_What you have to do:_ Copy whichever lines of the data hold the word "Should".

_Source material:_
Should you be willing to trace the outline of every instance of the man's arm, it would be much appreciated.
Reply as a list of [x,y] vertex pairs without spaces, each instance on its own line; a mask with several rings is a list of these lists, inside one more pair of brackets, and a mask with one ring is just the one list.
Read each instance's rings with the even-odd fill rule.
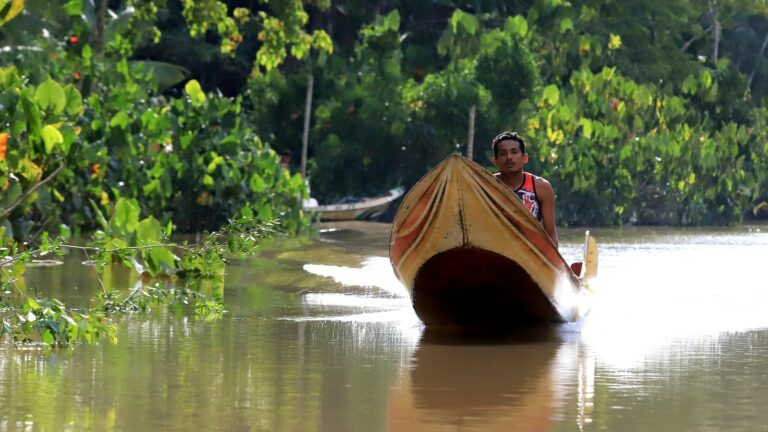
[[555,226],[555,191],[547,180],[539,177],[536,179],[536,195],[541,204],[541,222],[544,225],[544,231],[549,234],[555,246],[558,246]]

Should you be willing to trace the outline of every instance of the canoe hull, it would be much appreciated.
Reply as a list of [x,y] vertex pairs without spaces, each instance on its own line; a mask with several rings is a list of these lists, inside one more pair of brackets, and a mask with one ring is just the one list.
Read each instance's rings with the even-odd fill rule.
[[390,261],[429,326],[574,321],[591,292],[514,193],[453,155],[403,200]]
[[320,215],[321,221],[373,220],[387,210],[389,203],[368,208],[343,208],[343,205],[327,205],[313,210]]
[[398,187],[380,197],[356,203],[304,206],[304,210],[316,212],[322,221],[373,220],[387,211],[392,201],[404,192],[402,187]]
[[557,309],[515,261],[477,248],[434,255],[412,292],[421,320],[432,326],[506,326],[560,321]]

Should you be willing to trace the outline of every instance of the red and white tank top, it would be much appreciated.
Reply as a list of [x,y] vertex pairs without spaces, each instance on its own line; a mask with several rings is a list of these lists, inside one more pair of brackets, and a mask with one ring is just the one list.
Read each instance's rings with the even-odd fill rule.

_Written answer:_
Should you be willing to trace the outline of every instance of the man's arm, it would be much appreciated.
Should you be willing to trace the outline of every instance of the canoe hull, it would be much appreciated.
Should you be willing to trace the outline of every instance of the red and white tank top, it would be much appreciated.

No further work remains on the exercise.